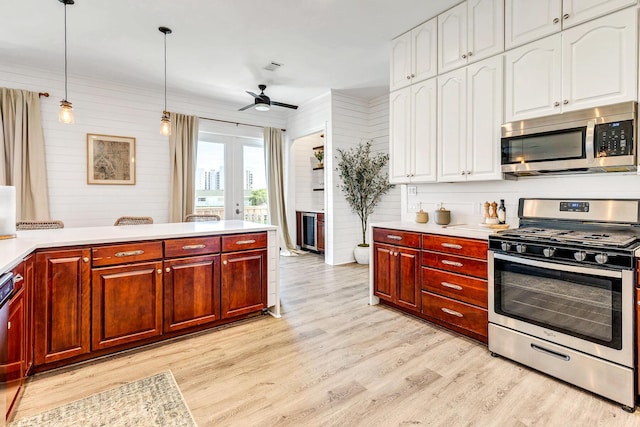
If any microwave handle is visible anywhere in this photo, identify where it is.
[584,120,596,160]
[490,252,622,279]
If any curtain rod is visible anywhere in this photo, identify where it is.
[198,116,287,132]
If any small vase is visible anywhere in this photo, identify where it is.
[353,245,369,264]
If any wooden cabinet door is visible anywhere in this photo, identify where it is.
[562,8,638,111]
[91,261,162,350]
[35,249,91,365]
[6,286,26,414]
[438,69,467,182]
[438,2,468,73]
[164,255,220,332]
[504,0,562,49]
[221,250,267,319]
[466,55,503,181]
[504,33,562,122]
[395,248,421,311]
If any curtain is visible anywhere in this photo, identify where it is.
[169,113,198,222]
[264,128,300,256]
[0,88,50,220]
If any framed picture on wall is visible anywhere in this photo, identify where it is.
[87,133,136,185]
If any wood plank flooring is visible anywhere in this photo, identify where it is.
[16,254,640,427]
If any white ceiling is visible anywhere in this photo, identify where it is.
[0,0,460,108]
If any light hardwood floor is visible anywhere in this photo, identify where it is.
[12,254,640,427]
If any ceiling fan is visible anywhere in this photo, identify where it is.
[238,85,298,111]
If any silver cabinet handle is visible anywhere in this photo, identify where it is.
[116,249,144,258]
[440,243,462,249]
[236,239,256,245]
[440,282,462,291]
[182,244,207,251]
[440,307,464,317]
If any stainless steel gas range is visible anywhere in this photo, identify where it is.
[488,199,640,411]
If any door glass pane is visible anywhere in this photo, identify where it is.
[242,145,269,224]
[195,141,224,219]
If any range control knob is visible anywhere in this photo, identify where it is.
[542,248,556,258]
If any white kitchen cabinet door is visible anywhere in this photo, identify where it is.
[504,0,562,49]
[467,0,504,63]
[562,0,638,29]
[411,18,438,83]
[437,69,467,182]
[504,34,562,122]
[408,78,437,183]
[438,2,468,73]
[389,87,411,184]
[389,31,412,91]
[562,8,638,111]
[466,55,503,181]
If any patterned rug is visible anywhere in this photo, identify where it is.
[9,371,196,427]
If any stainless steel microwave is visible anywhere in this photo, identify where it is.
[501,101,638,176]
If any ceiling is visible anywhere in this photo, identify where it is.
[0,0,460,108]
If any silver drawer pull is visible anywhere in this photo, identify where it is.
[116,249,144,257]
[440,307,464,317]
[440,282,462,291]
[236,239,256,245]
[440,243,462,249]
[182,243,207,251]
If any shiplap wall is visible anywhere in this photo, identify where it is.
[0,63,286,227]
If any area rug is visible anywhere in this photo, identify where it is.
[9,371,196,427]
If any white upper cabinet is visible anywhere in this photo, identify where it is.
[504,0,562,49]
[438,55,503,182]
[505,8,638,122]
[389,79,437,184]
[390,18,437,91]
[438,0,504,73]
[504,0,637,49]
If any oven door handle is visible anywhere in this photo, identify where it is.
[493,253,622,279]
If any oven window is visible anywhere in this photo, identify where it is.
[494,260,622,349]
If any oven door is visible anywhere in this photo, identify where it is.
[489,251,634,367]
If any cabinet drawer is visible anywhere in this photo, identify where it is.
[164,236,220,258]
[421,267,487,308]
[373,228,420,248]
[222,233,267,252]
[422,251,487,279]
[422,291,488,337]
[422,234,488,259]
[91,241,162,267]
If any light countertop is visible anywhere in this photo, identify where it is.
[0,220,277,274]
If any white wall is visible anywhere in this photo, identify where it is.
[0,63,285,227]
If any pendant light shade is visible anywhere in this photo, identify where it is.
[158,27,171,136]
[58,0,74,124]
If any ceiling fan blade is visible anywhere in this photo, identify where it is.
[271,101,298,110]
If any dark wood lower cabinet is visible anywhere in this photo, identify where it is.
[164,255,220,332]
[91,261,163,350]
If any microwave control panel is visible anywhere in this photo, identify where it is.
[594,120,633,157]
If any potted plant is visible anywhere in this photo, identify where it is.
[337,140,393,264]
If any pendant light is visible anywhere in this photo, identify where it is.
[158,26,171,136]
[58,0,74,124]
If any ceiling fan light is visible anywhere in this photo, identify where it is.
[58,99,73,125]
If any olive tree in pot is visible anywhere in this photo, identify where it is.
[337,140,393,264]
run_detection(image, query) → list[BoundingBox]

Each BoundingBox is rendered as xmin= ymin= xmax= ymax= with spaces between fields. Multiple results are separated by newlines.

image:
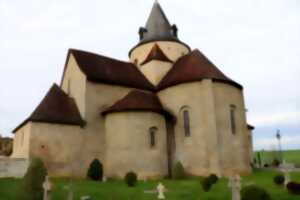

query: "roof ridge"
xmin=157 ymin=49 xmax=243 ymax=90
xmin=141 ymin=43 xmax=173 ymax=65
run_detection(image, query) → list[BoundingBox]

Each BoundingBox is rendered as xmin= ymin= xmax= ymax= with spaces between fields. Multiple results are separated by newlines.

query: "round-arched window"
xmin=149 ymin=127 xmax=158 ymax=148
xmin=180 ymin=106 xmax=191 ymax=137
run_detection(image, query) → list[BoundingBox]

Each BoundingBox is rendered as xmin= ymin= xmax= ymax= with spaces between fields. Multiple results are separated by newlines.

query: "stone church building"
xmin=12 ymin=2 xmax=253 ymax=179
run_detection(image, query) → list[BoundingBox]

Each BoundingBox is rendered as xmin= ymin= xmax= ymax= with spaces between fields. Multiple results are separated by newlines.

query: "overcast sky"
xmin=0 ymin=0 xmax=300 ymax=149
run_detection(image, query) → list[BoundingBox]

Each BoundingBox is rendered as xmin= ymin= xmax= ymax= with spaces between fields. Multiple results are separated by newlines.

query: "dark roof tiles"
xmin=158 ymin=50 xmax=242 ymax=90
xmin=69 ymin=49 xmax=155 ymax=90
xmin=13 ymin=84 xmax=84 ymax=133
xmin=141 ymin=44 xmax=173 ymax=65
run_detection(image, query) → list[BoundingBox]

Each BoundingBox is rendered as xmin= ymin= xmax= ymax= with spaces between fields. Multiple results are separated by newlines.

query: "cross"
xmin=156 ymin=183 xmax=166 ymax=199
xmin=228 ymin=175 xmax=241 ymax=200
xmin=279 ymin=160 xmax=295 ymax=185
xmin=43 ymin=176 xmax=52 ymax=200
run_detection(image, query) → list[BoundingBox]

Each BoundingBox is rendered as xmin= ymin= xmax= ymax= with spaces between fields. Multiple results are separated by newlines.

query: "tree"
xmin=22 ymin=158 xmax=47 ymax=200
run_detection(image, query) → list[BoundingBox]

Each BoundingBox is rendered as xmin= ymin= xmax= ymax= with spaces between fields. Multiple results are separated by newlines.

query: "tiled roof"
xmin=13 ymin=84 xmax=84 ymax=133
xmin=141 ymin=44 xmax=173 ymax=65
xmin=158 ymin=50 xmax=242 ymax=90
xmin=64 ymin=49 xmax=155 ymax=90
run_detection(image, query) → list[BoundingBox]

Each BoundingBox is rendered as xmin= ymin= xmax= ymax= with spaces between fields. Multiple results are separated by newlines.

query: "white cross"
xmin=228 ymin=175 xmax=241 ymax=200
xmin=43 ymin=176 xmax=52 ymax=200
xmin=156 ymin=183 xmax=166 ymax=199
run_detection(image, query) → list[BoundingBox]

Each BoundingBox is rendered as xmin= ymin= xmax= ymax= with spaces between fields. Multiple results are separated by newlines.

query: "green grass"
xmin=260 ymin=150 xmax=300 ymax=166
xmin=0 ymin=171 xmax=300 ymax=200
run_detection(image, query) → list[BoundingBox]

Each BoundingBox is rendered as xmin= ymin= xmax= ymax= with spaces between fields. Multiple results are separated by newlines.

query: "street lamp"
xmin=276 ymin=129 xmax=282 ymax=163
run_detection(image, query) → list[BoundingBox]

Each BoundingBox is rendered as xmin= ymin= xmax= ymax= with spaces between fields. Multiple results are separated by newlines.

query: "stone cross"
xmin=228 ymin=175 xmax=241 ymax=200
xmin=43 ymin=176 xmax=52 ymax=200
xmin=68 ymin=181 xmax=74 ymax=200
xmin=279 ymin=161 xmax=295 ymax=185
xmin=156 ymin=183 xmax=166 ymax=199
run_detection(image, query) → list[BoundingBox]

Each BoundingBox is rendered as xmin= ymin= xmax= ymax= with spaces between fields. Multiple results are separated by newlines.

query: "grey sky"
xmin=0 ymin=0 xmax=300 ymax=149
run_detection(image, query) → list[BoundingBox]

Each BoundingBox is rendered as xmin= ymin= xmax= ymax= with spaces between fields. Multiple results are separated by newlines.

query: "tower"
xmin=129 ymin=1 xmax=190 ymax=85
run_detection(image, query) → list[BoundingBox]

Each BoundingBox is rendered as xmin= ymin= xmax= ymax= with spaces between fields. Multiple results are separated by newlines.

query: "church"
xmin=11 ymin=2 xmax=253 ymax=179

——

● **TASK DIRECTIONS**:
Copy out the listing word for word, from its start through the line that contains "[488,199,640,411]", and leave out the pictures.

● **RESPONSE TO THE TASK**:
If any microwave handle is visible anywhere in this photo, identify where it is.
[584,120,596,160]
[490,252,622,279]
If any curtain rod is visible anywhere in this photo, identify where it is.
[198,116,287,132]
If any small vase is visible anywhere in this photo, identify where it is.
[353,245,369,264]
If any wooden cabinet door is visible anywhere in this photo, identify where it is.
[562,8,638,111]
[91,261,162,350]
[35,249,91,365]
[6,286,26,414]
[438,69,467,182]
[438,2,468,73]
[164,255,220,332]
[504,0,562,49]
[221,250,267,319]
[466,55,503,181]
[504,33,562,122]
[395,248,421,311]
If any curtain is visible anywhere in this photo, identify where it is.
[169,113,198,222]
[264,128,300,256]
[0,88,50,220]
If any framed picture on wall is visible anywhere in this photo, identify where it is.
[87,133,136,185]
If any wood plank flooring is visible anywhere in this photo, identify where it is.
[16,254,640,427]
If any white ceiling is visible anywhere in this photo, identify where it is.
[0,0,460,108]
If any light hardwood floor is visible anywhere in this photo, identify where it is.
[12,254,640,427]
If any ceiling fan is visible anywhere in this photo, identify where it is.
[238,85,298,111]
If any silver cabinet handle is visible anywhere in this photo, identify where it is.
[116,249,144,258]
[440,243,462,249]
[236,239,256,245]
[440,282,462,291]
[182,244,207,251]
[440,307,464,317]
If any stainless steel gas range is visible anywhere in this photo, identify where it is.
[488,199,640,411]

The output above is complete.